→ **WORK REQUEST**: Would you return the lines between the one holding "Subject: white track line" and the one holding "Subject: red and white helmet", inclusive, and only those, exactly as they stand in the listing below?
++++++++++
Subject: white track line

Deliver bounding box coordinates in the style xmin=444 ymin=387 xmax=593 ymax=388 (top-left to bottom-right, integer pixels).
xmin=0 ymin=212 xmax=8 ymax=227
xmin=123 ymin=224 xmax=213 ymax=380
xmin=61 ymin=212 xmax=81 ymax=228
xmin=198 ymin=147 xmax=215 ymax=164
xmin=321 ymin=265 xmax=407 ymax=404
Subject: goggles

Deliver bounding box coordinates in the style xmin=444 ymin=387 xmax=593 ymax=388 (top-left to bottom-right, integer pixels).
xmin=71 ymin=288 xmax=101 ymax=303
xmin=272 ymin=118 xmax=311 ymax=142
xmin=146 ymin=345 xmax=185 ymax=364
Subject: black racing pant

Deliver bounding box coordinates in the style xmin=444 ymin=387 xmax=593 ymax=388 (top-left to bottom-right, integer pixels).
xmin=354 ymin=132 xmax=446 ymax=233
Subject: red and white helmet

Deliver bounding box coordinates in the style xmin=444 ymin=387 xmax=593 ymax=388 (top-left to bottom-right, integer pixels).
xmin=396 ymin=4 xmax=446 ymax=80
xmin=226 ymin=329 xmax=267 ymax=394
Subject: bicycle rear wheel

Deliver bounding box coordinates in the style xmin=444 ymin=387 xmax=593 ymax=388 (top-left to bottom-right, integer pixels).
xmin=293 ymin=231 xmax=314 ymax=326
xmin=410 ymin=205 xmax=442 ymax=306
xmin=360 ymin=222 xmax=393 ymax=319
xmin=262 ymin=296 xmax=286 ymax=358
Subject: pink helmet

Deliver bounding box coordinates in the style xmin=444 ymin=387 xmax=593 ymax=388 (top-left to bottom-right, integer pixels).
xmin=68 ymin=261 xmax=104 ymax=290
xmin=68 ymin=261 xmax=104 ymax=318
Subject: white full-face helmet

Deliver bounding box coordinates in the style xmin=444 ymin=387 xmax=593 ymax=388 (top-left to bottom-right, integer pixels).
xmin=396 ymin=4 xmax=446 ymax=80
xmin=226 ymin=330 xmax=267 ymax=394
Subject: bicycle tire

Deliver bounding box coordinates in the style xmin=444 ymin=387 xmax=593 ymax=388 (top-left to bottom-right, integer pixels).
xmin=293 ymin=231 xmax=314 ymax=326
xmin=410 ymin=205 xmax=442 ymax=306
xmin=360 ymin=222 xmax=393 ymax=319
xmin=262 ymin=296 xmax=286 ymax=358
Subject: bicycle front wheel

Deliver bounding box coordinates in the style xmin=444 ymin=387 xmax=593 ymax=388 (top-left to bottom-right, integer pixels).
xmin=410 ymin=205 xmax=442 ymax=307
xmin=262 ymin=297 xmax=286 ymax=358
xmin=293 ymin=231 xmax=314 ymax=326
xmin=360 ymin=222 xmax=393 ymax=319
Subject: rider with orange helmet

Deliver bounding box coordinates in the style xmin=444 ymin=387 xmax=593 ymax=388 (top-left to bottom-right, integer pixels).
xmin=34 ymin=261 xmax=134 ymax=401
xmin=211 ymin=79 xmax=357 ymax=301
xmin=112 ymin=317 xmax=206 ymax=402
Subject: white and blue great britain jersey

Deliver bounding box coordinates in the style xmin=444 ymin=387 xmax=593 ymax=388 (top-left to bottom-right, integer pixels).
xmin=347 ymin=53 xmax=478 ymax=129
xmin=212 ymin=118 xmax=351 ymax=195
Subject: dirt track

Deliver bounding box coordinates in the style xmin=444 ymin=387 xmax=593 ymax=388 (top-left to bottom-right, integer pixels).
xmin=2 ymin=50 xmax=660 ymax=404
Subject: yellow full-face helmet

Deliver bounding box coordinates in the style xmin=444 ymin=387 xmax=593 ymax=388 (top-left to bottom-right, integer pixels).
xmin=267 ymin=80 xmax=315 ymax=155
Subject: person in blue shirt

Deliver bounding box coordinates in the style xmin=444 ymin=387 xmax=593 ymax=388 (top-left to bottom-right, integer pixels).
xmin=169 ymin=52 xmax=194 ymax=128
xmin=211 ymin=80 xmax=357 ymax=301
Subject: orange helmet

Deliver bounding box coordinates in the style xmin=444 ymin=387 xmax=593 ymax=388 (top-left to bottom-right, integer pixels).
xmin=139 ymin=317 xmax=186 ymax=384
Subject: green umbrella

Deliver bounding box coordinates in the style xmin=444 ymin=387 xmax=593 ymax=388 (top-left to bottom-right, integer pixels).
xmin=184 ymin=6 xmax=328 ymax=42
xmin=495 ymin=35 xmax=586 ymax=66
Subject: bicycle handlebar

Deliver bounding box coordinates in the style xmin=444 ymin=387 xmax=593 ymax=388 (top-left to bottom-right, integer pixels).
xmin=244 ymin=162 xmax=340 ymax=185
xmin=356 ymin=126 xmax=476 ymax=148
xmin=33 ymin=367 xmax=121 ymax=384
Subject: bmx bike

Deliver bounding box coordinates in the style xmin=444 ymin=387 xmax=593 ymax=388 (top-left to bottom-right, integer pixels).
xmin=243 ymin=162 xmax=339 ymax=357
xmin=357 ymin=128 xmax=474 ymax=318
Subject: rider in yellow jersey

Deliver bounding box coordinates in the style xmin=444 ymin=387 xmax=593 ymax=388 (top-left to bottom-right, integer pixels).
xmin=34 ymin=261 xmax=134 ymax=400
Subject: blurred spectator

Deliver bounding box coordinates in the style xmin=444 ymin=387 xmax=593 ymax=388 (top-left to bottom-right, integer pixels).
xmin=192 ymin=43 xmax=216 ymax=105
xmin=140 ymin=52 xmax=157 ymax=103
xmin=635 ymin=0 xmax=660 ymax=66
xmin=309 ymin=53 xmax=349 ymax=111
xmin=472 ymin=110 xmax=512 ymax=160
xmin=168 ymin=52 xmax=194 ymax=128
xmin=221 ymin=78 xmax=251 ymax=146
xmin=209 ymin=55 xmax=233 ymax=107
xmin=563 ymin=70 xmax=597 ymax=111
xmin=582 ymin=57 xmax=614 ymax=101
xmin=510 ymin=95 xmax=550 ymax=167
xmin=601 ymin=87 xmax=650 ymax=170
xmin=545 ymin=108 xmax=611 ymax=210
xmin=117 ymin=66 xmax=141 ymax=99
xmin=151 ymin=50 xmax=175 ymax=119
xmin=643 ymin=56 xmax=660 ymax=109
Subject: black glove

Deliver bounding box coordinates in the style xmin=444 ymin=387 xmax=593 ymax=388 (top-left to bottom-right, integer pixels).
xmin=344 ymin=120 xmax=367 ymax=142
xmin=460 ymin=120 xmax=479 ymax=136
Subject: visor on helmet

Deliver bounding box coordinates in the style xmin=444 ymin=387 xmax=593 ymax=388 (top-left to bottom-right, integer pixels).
++++++++++
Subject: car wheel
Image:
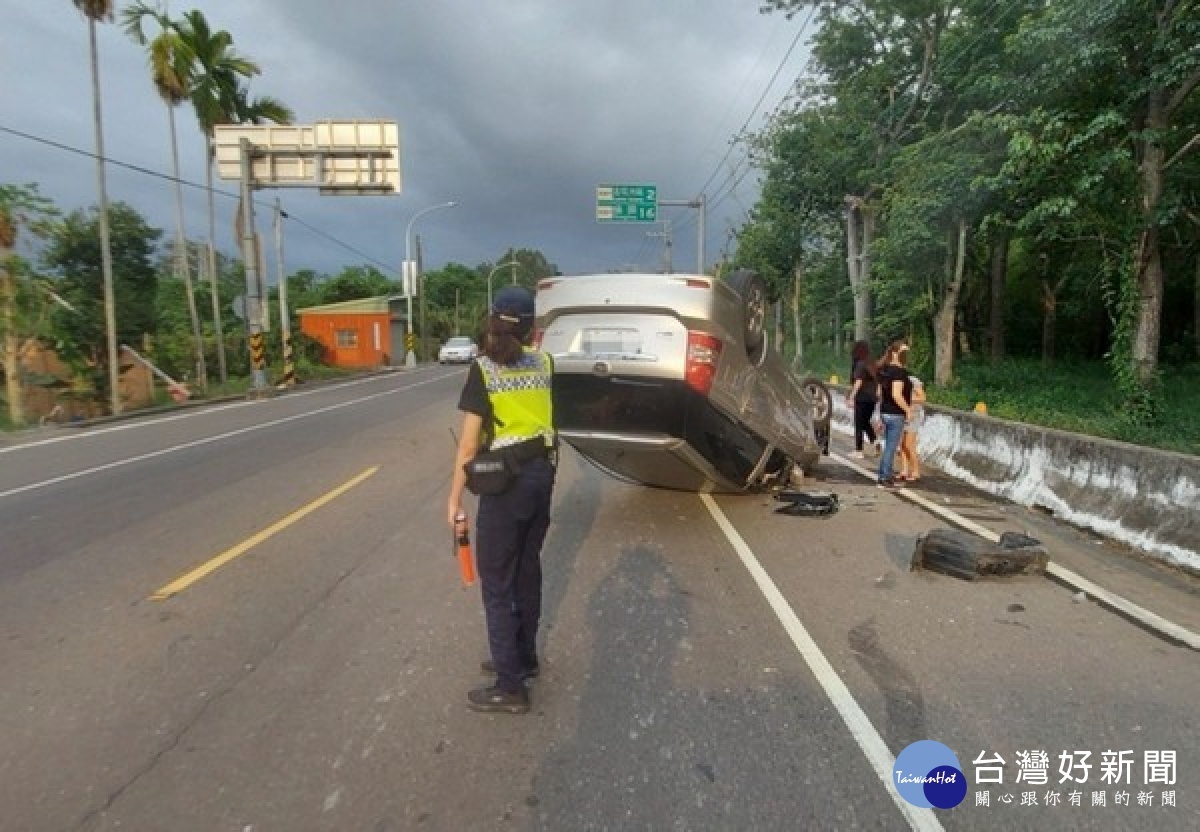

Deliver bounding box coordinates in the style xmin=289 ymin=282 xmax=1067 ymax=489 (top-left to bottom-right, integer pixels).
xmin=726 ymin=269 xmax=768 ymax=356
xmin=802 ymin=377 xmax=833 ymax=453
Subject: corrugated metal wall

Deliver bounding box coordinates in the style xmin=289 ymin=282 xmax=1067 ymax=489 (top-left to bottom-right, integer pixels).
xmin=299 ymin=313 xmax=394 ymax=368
++++++++++
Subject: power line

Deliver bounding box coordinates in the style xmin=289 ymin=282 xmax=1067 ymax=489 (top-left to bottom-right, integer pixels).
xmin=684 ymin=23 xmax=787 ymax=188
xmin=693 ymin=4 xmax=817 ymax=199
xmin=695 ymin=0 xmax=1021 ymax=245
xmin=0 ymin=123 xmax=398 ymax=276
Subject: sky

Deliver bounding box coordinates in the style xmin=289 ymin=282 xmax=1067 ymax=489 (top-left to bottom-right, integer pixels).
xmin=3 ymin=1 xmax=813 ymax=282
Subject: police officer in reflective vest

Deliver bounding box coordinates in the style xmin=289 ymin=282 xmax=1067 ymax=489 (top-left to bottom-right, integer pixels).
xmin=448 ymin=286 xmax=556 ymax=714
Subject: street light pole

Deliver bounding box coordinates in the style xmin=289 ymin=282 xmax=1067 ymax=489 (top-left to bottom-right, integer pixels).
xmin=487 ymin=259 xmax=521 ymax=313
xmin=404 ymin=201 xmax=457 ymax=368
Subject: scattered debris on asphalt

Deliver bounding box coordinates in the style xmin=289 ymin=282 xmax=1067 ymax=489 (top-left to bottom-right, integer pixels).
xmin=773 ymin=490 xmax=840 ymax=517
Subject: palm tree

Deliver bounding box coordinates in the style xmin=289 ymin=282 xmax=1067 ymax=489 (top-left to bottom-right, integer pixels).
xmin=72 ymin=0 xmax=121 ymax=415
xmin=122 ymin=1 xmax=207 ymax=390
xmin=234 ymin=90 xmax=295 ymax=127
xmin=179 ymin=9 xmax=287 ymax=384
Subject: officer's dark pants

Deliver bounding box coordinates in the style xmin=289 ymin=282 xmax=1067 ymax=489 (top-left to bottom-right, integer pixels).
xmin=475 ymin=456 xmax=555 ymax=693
++++++++++
→ **OUTPUT**:
Subject: white track line

Deliver bounding box coordinates in the style xmin=444 ymin=387 xmax=593 ymax=388 (top-left to bottom-right, integer pixels).
xmin=0 ymin=212 xmax=8 ymax=227
xmin=123 ymin=224 xmax=213 ymax=380
xmin=61 ymin=212 xmax=81 ymax=228
xmin=198 ymin=147 xmax=215 ymax=164
xmin=321 ymin=265 xmax=407 ymax=404
Subject: goggles

Deliver bounding box coordinates in the style xmin=444 ymin=387 xmax=593 ymax=388 (top-left to bottom-right, integer pixels).
xmin=71 ymin=288 xmax=101 ymax=303
xmin=272 ymin=118 xmax=311 ymax=142
xmin=146 ymin=345 xmax=185 ymax=364
Subject: black racing pant

Deliver bounding box coordinates in the style xmin=444 ymin=387 xmax=593 ymax=388 (top-left to bottom-right, integer pixels).
xmin=354 ymin=132 xmax=446 ymax=233
Subject: red and white helmet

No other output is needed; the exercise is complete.